• _EXTRACTED ENTRIES_
§ §

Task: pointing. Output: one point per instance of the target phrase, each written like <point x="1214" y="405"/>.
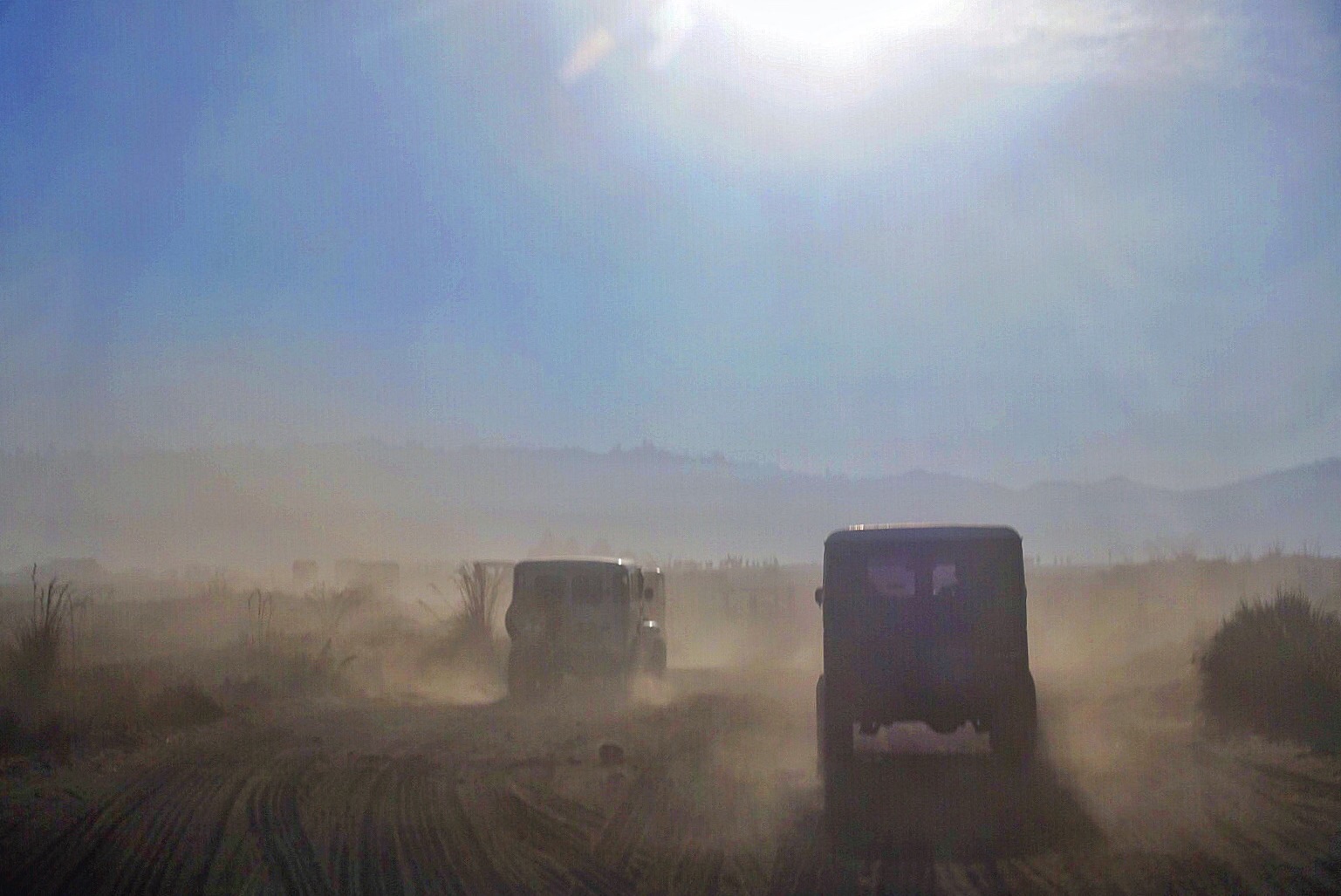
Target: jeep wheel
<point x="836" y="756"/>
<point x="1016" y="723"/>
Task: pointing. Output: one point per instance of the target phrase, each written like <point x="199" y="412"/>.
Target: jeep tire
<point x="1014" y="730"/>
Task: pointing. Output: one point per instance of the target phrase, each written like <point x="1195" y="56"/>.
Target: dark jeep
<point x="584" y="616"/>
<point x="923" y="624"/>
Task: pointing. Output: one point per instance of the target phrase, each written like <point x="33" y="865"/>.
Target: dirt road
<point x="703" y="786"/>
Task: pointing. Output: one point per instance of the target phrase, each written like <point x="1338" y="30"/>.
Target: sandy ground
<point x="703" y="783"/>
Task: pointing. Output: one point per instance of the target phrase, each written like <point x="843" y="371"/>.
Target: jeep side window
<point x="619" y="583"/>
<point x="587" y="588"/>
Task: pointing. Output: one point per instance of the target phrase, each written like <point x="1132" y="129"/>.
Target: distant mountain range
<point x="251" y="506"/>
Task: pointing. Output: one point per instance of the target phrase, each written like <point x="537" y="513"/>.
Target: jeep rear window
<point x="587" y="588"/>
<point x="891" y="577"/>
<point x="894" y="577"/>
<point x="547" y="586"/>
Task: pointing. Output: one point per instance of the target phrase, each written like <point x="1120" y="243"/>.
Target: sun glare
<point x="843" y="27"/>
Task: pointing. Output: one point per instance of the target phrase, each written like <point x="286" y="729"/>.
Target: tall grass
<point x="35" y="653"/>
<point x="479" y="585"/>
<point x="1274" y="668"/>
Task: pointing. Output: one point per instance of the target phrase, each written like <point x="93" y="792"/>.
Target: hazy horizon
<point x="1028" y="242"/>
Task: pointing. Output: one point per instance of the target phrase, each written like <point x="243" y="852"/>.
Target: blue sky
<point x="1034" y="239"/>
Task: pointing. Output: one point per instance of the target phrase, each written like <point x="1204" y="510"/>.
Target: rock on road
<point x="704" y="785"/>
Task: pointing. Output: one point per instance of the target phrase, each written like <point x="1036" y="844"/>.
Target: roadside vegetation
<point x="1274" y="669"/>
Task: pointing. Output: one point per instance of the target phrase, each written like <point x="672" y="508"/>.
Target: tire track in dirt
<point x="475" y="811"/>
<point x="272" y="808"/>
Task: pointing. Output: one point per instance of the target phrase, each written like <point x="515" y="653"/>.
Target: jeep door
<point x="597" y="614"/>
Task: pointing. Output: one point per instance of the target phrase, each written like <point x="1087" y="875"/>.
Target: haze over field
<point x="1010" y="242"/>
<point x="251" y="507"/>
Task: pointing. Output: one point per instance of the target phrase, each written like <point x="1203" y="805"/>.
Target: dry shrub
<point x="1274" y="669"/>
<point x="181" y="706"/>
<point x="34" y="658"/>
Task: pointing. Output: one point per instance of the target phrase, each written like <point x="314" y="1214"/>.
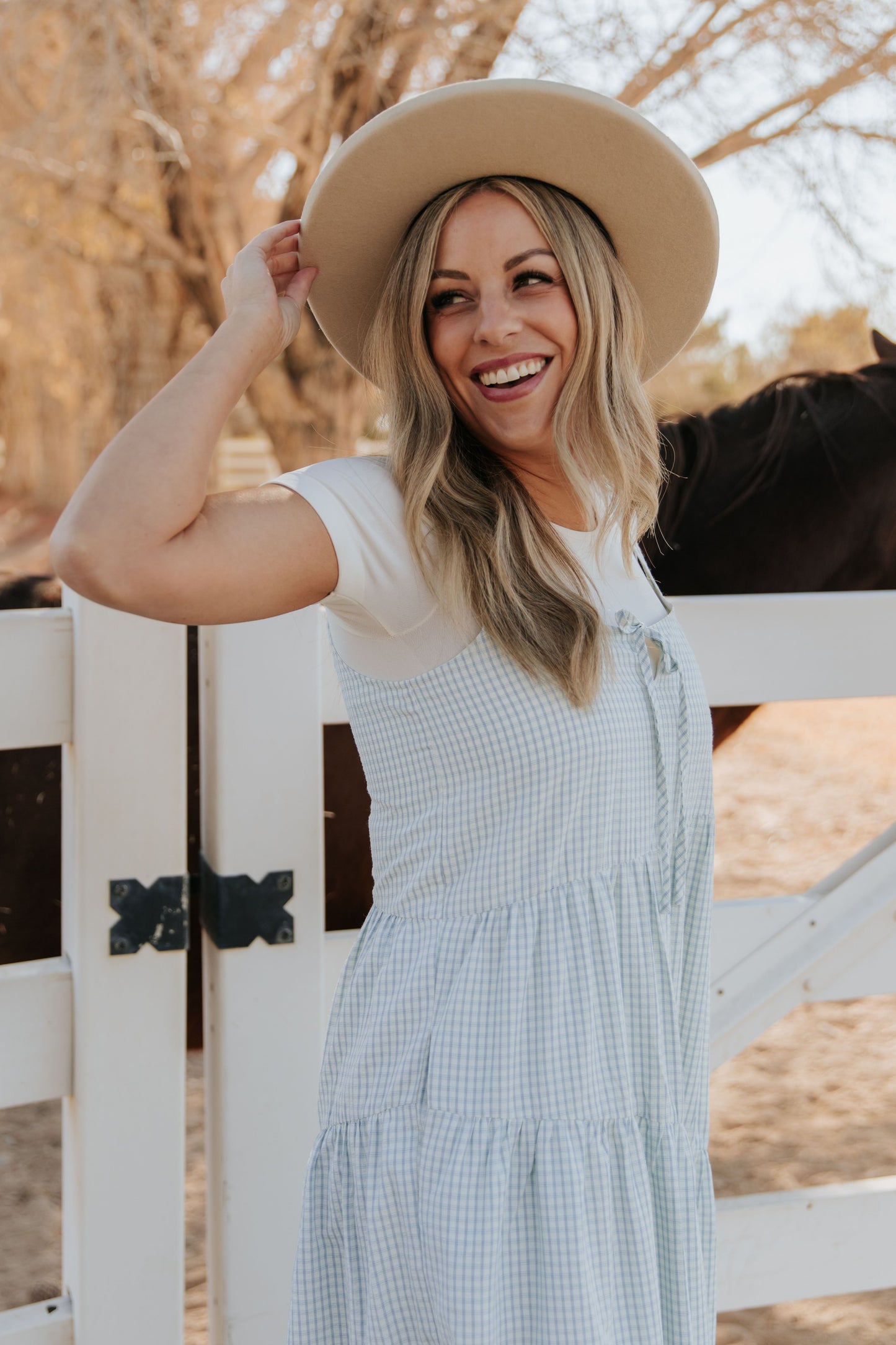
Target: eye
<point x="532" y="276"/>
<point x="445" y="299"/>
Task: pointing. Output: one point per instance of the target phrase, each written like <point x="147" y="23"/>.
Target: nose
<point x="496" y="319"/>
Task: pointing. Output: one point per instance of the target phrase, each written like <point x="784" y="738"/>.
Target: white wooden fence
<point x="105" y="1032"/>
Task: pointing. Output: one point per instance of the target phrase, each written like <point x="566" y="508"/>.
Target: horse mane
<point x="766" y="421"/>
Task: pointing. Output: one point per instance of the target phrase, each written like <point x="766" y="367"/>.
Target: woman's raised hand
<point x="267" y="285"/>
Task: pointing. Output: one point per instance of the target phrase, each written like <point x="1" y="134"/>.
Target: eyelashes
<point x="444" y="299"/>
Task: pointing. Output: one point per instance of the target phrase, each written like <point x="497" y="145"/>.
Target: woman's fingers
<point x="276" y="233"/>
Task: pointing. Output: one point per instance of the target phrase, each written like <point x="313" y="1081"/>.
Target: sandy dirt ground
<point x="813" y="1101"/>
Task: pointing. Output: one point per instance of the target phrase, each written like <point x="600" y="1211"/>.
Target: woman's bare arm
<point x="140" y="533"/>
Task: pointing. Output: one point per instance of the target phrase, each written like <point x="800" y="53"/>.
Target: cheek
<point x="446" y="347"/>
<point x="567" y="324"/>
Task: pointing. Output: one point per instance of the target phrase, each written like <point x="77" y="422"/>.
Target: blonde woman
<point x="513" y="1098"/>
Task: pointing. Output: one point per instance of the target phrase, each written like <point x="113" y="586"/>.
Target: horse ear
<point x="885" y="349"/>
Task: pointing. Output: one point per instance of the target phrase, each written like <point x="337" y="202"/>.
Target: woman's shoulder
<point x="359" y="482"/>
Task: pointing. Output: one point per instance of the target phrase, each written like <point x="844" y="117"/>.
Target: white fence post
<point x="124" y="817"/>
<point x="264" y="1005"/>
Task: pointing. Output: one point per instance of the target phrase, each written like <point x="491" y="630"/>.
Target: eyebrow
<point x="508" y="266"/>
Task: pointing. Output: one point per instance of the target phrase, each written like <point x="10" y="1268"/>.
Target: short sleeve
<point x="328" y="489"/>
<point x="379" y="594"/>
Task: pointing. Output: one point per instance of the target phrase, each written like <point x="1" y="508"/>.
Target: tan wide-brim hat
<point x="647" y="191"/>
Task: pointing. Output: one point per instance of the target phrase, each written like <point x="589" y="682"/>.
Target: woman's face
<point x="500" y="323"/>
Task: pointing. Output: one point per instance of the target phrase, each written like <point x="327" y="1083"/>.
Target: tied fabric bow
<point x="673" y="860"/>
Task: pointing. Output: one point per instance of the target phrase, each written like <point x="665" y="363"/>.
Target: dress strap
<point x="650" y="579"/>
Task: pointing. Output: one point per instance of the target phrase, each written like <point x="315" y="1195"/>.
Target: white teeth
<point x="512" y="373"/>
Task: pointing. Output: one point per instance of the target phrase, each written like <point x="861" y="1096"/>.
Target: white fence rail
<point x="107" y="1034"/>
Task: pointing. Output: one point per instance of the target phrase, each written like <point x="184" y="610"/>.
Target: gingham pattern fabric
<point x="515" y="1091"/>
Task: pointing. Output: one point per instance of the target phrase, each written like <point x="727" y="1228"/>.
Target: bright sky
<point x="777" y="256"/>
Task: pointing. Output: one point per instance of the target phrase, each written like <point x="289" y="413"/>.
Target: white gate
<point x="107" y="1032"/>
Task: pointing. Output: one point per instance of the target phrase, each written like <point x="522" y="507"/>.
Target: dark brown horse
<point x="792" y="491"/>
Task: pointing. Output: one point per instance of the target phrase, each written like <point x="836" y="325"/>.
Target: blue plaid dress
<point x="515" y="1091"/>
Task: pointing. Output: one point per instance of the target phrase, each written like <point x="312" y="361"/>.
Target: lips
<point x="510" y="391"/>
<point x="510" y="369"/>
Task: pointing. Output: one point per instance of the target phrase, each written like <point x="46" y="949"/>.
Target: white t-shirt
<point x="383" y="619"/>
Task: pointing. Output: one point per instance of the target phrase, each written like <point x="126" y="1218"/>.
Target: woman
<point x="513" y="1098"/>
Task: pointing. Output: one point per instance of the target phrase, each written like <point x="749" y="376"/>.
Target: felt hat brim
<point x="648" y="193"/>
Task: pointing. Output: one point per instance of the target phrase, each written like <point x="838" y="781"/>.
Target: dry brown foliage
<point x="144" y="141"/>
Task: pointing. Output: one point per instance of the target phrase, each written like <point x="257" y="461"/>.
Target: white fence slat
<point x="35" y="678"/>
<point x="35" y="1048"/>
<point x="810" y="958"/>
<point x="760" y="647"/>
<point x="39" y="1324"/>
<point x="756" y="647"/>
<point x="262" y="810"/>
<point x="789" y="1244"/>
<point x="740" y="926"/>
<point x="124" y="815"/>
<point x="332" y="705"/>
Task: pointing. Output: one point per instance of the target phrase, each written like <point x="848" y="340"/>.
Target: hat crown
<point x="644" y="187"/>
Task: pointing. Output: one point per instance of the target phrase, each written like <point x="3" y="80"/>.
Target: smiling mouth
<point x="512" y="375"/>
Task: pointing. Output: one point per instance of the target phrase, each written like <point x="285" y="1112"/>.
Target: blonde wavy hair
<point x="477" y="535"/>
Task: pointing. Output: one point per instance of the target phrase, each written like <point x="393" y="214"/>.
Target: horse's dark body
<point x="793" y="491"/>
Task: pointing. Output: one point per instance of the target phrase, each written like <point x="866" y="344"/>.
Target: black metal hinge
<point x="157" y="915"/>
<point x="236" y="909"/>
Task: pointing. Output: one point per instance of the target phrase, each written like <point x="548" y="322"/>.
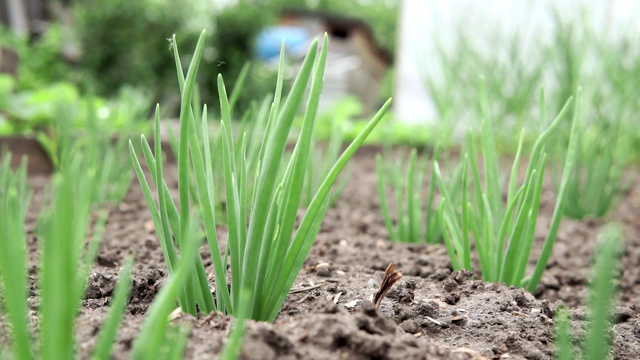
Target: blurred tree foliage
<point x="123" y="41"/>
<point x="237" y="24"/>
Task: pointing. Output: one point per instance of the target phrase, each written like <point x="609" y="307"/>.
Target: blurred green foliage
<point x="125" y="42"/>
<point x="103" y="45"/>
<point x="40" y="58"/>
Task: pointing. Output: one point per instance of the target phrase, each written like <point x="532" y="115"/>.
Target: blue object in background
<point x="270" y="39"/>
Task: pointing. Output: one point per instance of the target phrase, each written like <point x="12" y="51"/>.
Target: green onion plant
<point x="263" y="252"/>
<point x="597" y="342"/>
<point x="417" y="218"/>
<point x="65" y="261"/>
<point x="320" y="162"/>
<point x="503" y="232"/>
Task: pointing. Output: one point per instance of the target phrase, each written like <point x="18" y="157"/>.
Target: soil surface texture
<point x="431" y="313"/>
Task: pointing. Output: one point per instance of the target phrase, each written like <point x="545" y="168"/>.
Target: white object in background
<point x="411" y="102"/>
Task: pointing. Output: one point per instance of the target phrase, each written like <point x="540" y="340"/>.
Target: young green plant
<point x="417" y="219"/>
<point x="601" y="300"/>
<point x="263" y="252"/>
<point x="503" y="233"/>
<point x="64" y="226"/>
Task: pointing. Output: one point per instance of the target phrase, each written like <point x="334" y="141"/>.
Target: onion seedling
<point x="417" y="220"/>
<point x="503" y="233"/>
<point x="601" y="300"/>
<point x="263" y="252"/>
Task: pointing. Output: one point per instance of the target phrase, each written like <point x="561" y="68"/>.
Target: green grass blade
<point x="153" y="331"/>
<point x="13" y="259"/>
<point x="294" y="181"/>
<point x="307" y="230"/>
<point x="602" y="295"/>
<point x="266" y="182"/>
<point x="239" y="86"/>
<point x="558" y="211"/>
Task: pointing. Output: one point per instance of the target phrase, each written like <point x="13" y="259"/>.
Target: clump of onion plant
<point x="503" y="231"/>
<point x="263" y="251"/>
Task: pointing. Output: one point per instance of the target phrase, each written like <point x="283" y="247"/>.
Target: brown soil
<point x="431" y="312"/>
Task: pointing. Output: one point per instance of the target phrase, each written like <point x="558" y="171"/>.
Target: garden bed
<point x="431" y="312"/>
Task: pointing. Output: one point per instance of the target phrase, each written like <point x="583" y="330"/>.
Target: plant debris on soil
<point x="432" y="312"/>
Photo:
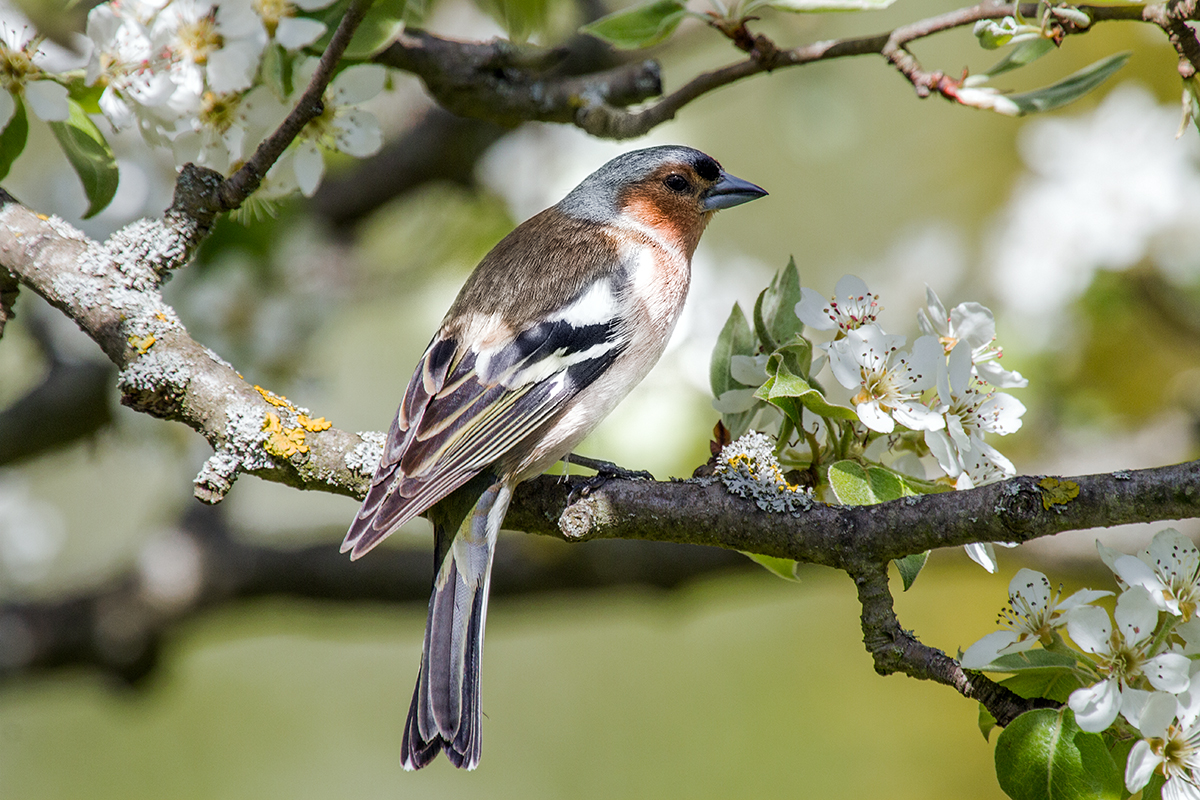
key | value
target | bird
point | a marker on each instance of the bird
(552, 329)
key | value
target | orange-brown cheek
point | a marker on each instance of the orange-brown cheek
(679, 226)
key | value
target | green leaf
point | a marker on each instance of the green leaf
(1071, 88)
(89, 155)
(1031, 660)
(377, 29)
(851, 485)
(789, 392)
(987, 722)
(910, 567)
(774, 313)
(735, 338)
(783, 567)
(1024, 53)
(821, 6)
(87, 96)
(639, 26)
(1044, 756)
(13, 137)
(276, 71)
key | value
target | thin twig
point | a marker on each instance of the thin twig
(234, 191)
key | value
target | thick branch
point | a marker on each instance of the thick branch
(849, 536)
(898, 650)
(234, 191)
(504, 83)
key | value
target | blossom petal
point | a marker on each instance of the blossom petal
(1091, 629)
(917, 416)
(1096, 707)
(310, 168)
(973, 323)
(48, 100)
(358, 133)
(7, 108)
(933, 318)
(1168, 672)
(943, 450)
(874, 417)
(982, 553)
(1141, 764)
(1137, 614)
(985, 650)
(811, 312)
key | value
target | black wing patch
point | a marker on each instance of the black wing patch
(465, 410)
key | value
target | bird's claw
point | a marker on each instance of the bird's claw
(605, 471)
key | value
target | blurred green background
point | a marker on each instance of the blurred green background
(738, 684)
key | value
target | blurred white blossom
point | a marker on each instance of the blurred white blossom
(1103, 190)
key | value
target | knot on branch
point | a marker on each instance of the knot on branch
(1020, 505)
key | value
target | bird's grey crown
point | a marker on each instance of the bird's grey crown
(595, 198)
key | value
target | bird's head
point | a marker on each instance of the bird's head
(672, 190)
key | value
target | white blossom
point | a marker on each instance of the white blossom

§ §

• _EXERCISE PROMPT_
Which lines of the records above contain the string "orange"? Report every one of them, copied in full.

• _RESULT FOR THIS EXERCISE_
target | orange-brown cheek
point | a marker on each instance of the orange-brown cheek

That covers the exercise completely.